A serious threat to academic freedom in France

JVL Introduction

Some 100 French academics expressed their agreement when French Minister of Education, Jean-Michel Blanquer, declared that ‘indigenist, racialist, and “decolonial” ideologies,’ imported from North America, were responsible for ‘conditioning’ the violent extremism behind Samuel Paty’s assassination.

This is highly dangerous ground, heralding the launch of a McCarthyist process to be led by the French Ministry for Higher Education, Research and Innovation to weed out the wrong kind of thinking.

The authors of this open letter see this as “part of a global trend in which racism is protected as freedom of speech, while to express antiracist views is regarded as a violation of it”.

It is a perverse and ahistorical vision, in which critical research and teaching in the interests of learning from past injustices is portrayed as engaging in ‘anti-white racism’.

This article was originally published by openDemocracy on Thu 5 Nov 2020. Read the original here.

Open Letter: the threat of academic authoritarianism – international solidarity with antiracist academics in France

A critical response to the Manifesto signed by over 100 French academics and published in the newspaper Le Monde on 2 November 2020, after the assassination of the school teacher, Samuel Paty.

At a time of mounting racism, white supremacism, antisemitism and violent far-right extremism, academic freedom has come under attack. The freedom to teach and research the roots and trajectories of race and racism are being perversely blamed for the very phenomena they seek to better understand. Such is the contention of a manifesto signed by over 100 French academics and published in the newspaper Le Monde on 2 November 2020. Its signatories state their agreement with French Minister of Education, Jean-Michel Blanquer, that ‘indigenist, racialist, and “decolonial” ideologies,’ imported from North America, were responsible for ‘conditioning’ the violent extremist who assassinated school teacher, Samuel Paty, on 16 October 2020.

This claim is deeply disingenuous, and in a context where academics associated with critical race and decolonial research have recently received death threats, it is also profoundly dangerous. The scholars involved in this manifesto have readily sacrificed their credibility in order to further a manifestly false conflation between the study of racism in France and a politics of ‘Islamism’ and ‘anti-white hate’. They have launched it in a context where academic freedom in France is subject to open political interference, following a Senate amendment that redefines and limits it to being ‘exercised with respect for the values of the Republic’.

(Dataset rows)
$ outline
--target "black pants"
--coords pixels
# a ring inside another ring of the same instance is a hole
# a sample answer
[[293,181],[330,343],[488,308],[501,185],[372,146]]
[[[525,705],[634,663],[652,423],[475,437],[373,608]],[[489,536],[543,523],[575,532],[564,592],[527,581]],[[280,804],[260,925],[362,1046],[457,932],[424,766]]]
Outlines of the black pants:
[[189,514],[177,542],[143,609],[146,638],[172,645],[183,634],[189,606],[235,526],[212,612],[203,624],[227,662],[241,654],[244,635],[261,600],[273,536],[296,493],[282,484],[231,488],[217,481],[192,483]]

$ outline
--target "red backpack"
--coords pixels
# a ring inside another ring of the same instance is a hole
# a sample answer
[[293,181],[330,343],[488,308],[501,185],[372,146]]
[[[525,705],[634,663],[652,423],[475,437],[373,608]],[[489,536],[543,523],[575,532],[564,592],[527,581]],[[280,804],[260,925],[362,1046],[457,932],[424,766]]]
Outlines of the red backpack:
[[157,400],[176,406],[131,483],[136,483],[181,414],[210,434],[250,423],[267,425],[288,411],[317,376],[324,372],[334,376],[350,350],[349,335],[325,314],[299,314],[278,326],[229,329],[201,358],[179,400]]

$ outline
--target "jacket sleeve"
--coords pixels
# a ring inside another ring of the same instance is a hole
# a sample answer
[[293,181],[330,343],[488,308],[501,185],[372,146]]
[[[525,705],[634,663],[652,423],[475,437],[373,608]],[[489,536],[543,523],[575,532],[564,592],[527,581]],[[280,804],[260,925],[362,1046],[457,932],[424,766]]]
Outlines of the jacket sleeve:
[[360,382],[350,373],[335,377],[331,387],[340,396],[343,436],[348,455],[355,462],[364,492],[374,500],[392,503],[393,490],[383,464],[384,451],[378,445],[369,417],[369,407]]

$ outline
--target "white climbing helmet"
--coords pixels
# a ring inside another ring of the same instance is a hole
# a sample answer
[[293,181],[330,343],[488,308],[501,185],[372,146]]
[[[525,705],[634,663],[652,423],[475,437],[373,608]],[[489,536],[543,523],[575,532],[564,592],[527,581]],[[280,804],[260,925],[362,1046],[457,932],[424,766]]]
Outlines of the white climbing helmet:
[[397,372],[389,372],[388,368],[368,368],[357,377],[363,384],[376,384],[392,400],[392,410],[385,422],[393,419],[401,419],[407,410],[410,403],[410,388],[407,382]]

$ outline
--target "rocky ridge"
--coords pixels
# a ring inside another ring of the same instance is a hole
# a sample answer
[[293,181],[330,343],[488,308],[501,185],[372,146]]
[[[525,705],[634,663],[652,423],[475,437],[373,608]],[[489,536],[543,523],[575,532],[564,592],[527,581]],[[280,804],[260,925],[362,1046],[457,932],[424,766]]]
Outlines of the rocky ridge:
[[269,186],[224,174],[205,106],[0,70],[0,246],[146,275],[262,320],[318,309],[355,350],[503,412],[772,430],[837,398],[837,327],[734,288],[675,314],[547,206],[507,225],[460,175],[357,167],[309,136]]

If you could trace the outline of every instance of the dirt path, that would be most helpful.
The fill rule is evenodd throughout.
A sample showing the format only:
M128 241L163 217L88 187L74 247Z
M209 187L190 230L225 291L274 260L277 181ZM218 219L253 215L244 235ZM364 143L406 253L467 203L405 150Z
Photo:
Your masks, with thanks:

### Written instruction 1:
Do the following statements agree with the text on academic freedom in France? Answer yes or no for each and quote the deciding words. (a) The manifesto appeared in Le Monde on 2 November 2020. (b) The manifesto had roughly 50 signatories. (c) The Senate amendment broadens academic freedom beyond the values of the Republic.
### Written instruction 2:
How many lines of the records contain the word "white"? Case counts. Give only the number.

### Correct response 1:
(a) Yes: "published in the newspaper Le Monde on 2 November 2020"
(b) No: "signed by over 100 French academics"
(c) No: "redefines and limits it to being ‘exercised with respect for the values of the Republic’"

### Correct response 2:
2